━━ Excerpted text
In the event that KPMG succeeds in doing all these sums, and in providing the tools, what will happen?
The probable answer is not very much. The industry will be seen to be “doing something” but action from state to state will be variable and possibly argumentative. Should X reduce breeding while Y keeps going? And, if so, how and by how much? Will breeding rights be traded like taxi licenses? Will A, B and C care about what happens to race fields in X, Y and Z? What might happen to smaller states where even minor changes would produce big negative impacts? If a state is in decline, should it get extra support? Will Paul Wheeler be told where to send the hundreds of youngsters he produces each year? I don’t think so. This is fanciful stuff.
In any case, without serious efforts to create an authoritative national body – which GA is not – consistency will be impossible to achieve and the public is not likely to be impressed, which is the objective of the exercise.
Irrespective of the actual totals, the basic point is that there will always be dogs that are surplus to racing needs and they deserve sensitive handling. Top of the list must be re-homing – which also means maximum attention to early husbandry to ensure that all dogs are reasonably suited to finding a new home. Anything else is a bonus.
In fact, rather than using a number cruncher like KPMG, I would much rather see this exercise conducted by people like the Working Dog Alliance team which did a terrific job of identifying the serious factual and cultural shortcomings amongst the trainer group. After all, today’s big challenge is a dog-handling problem, not one of computer programs and wonky statistics.
Meantime, with only a couple of months at its disposal and the nation to cover, you have to wonder how any consultant would be able to do a thorough job, even with good figures.
Note: On request, information on the October consultant’s brief was kindly supplied by GA but it is only now starting to gain more general publicity. It remains a big worry that most discussions at GA meetings never see the light of day. Its secretive practices are not acceptable in this day and age. Nor was its earlier confidential plan to arbitrarily cut breeding and racing activity by 40%.
━━━━
━━ Extracted information
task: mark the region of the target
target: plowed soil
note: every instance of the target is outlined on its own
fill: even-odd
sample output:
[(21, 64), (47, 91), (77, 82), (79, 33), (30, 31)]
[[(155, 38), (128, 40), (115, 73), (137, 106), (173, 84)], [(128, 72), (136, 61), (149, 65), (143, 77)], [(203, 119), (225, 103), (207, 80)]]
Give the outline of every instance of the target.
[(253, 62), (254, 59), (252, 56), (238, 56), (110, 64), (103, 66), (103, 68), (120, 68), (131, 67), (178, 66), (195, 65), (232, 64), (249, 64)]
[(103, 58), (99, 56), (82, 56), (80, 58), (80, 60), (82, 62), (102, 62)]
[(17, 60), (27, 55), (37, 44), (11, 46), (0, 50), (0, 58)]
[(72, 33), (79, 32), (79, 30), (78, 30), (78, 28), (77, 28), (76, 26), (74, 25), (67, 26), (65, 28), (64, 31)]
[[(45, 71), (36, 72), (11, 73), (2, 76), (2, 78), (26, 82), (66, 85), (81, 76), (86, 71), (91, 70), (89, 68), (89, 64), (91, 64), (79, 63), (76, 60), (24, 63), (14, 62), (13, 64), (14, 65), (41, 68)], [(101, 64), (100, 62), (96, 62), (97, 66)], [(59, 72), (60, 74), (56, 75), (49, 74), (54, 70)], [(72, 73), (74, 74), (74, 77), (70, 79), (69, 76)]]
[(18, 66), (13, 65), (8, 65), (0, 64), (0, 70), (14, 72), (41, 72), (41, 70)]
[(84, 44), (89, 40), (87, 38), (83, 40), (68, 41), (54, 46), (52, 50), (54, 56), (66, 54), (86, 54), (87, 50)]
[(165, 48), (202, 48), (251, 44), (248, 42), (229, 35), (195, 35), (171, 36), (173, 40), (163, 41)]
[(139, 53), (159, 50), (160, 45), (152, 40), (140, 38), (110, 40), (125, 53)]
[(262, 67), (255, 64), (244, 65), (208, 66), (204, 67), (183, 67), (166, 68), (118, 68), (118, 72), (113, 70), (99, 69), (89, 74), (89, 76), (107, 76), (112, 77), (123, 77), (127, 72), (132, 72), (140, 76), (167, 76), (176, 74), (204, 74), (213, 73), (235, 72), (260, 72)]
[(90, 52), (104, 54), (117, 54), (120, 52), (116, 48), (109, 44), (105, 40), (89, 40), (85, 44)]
━━━━
__Work order 1__
Do these statements agree with the KPMG commentary? Answer yes or no for each, quoting the deciding words. (a) The writer expects the KPMG exercise to achieve a great deal. (b) The writer puts re-homing first for dogs surplus to racing needs. (c) The writer describes GA as an authoritative national body.
__Work order 2__
Can you shorten the paragraph of the KPMG commentary that begins "Irrespective of the actual totals" while keeping its main facts?
__Work order 3__
Pick up the KPMG commentary right after its final sentence and continue it.

__Expected answer 1__
(a) No: "The probable answer is not very much."
(b) Yes: "Top of the list must be re-homing"
(c) No: "an authoritative national body – which GA is not"

__Expected answer 2__
Whatever the totals, some dogs will always be surplus to racing needs and deserve sensitive handling. Re-homing comes first, so early husbandry must make every dog reasonably suited to a new home. Anything beyond that is a bonus.

__Expected answer 3__
It’s not just racing
Just on the subject of co-ordination amongst authorities, a guy trying to organise better safety on Australian beaches has come up with a plan to post the same signage everywhere, only to run foul of bureaucracies.
The Australian quoted him on December 5 in an article by Trent Dalton on beach rips: “People who saw (the plan) recognised it worked,” he says. “But bureaucrats and councils just couldn’t see how much standardised signage could save lives. You’d have different councils, different authorities in charge and everybody wanted to do it their way. We should be able to go to any beach in Australia and know what to look for.”
Many more people die in rips than from sharks. But it seems that getting authorities to harmonise their efforts is a disease that is hard to overcome. So far, racing has not managed to do it either.
New face, less cash
In a time of turmoil the Queensland government has found a new racing minister with the unusual name of Grace Grace (actually Ignazia Grace). She is the daughter of an Italian migrant cane cutter and a former union official with no known racing experience. Her Brisbane electorate runs into Albion Park.
The former minister, Bill Byrne, has moved to the Police portfolio.
Meantime, under the care of temporary KPMG appointee, Ian Hall, Queensland prize money has been chopped across the board in an effort to balance the books. Greyhounds will be 2% worse off.